_What you will do_: Lay out the lines below as a JSON list of strings, with one string for each line and blank lines left out.

_Records provided_:

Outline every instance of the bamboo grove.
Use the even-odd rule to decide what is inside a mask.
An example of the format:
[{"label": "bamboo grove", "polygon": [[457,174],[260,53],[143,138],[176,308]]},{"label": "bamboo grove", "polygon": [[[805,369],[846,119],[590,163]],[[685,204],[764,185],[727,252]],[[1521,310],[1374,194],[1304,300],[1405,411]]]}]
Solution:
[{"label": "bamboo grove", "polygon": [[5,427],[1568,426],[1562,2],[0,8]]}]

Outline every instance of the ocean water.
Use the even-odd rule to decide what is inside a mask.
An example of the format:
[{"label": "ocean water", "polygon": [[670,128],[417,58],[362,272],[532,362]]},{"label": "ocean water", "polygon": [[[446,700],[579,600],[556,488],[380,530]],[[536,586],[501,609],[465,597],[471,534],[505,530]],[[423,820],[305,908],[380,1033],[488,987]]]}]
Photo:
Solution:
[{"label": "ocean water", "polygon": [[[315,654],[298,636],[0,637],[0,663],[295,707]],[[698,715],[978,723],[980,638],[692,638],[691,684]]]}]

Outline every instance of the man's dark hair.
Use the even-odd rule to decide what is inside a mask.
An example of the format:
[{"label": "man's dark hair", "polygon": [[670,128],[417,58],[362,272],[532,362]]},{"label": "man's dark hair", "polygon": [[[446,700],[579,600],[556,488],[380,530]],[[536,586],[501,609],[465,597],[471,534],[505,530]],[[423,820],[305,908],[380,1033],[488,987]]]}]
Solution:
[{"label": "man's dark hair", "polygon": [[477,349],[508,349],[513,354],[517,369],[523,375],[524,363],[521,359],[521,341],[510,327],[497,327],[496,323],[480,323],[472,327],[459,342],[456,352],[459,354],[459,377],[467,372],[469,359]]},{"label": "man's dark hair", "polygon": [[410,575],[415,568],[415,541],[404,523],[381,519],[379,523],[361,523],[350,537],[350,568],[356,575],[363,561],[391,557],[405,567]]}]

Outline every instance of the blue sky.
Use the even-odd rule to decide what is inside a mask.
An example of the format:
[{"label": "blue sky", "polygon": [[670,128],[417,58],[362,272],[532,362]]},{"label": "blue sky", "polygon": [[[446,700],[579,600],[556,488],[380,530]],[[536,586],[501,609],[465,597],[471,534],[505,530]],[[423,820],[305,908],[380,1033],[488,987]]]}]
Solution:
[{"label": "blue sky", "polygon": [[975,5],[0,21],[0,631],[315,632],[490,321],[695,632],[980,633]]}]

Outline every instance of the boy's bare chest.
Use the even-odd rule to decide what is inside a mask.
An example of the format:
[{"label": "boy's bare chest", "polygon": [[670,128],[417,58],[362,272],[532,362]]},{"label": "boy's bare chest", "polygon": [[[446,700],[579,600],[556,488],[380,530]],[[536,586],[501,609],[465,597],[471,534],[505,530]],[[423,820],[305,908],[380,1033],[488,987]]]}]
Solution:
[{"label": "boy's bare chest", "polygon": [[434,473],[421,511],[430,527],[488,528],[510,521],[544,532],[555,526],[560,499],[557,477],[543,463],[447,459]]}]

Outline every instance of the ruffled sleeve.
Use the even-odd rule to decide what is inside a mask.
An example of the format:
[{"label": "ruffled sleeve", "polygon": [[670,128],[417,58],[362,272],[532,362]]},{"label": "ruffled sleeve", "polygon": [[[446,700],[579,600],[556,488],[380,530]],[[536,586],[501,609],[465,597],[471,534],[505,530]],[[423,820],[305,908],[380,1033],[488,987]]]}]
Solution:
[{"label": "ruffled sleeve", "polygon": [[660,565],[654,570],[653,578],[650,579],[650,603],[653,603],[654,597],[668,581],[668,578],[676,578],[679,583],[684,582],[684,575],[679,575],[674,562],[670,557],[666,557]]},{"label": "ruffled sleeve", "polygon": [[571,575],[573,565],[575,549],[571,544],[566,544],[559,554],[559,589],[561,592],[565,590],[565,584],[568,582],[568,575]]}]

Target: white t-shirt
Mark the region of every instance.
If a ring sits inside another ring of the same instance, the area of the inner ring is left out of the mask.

_Exercise result_:
[
  "Outline every instance of the bamboo grove.",
  "Use the even-odd rule to decide what is inside a mask.",
  "An example of the format:",
  "[{\"label\": \"bamboo grove\", \"polygon\": [[457,174],[260,53],[143,138],[176,308]]},{\"label\": \"bamboo grove\", \"polygon\": [[[805,369],[846,119],[590,163]],[[685,204],[764,185],[727,252]],[[1521,310],[1374,194],[1304,300],[1405,411]]]}]",
  "Solution:",
  "[{\"label\": \"bamboo grove\", \"polygon\": [[5,427],[1568,426],[1562,2],[0,8]]}]",
  "Outline every instance of the ocean water.",
  "Use the even-odd rule to decide what is inside a mask.",
  "An example of the format:",
  "[{\"label\": \"ocean water\", \"polygon\": [[670,128],[417,58],[362,272],[532,362]]},{\"label\": \"ocean water\", \"polygon\": [[[446,700],[579,600],[556,488],[380,530]],[[536,586],[501,609],[465,597],[471,534],[505,530]],[[423,820],[305,908],[380,1033],[488,987]]]}]",
  "Photo:",
  "Solution:",
  "[{\"label\": \"ocean water\", \"polygon\": [[[315,654],[298,636],[0,637],[0,663],[295,707]],[[698,715],[978,723],[980,638],[692,638],[691,684]]]}]",
  "Outline every instance of the man's dark hair.",
  "Use the even-odd rule to decide what is inside a mask.",
  "An example of the format:",
  "[{\"label\": \"man's dark hair\", \"polygon\": [[670,128],[417,58],[362,272],[532,362]]},{\"label\": \"man's dark hair\", \"polygon\": [[[446,700],[579,600],[556,488],[380,530]],[[536,586],[501,609],[465,597],[471,534],[505,530]],[[423,820],[305,908],[380,1033],[488,987]]]}]",
  "Solution:",
  "[{\"label\": \"man's dark hair\", \"polygon\": [[477,349],[508,349],[513,354],[517,369],[523,375],[524,363],[521,359],[521,341],[510,327],[497,327],[496,323],[480,323],[472,327],[459,342],[456,352],[459,354],[459,377],[467,372],[469,359]]},{\"label\": \"man's dark hair\", \"polygon\": [[410,575],[415,568],[415,541],[404,523],[381,519],[379,523],[361,523],[350,537],[350,568],[356,575],[363,561],[391,557],[405,567]]}]",
  "Outline every instance of the blue sky.",
  "Use the even-odd rule to decide what is inside a mask.",
  "An example of the format:",
  "[{\"label\": \"blue sky\", \"polygon\": [[670,128],[417,58],[362,272],[532,362]]},{\"label\": \"blue sky\", \"polygon\": [[[446,700],[579,600],[556,488],[380,530]],[[536,586],[501,609],[465,597],[471,534],[505,530]],[[423,820],[305,908],[380,1033],[488,987]]]}]",
  "Solution:",
  "[{\"label\": \"blue sky\", \"polygon\": [[975,5],[0,21],[0,631],[315,632],[490,321],[695,632],[980,633]]}]",
  "Outline every instance of the boy's bare chest.",
  "Use the even-odd rule to decide what is inside a mask.",
  "An example of the format:",
  "[{\"label\": \"boy's bare chest\", \"polygon\": [[670,128],[417,58],[362,272],[532,362]]},{\"label\": \"boy's bare chest\", \"polygon\": [[[446,700],[579,600],[556,488],[380,530]],[[536,586],[501,609],[465,597],[471,534],[505,530]],[[423,820],[305,908],[380,1033],[488,987]]]}]",
  "Solution:",
  "[{\"label\": \"boy's bare chest\", \"polygon\": [[434,473],[421,511],[430,527],[488,528],[510,521],[544,532],[555,526],[560,499],[557,477],[543,463],[447,459]]}]",
  "Outline every instance of the ruffled sleeve.",
  "Use the even-odd rule to decide what is inside a mask.",
  "An example of the format:",
  "[{\"label\": \"ruffled sleeve\", \"polygon\": [[670,128],[417,58],[362,272],[532,362]]},{\"label\": \"ruffled sleeve\", \"polygon\": [[[446,700],[579,600],[556,488],[380,530]],[[536,586],[501,609],[465,597],[471,534],[505,530]],[[423,820],[305,908],[380,1033],[488,987]]]}]",
  "Solution:",
  "[{\"label\": \"ruffled sleeve\", \"polygon\": [[660,565],[654,570],[653,578],[650,579],[650,603],[653,603],[654,597],[668,581],[668,578],[676,578],[679,583],[684,582],[684,575],[679,575],[674,562],[670,557],[666,557]]},{\"label\": \"ruffled sleeve\", \"polygon\": [[571,575],[573,565],[575,549],[571,544],[566,544],[559,554],[559,589],[561,592],[565,590],[565,584],[568,582],[568,575]]}]",
  "Target: white t-shirt",
  "Mark the region of every instance.",
  "If a ring sits inside another ring of the same instance, the area of the inner ring is left out of the mask."
]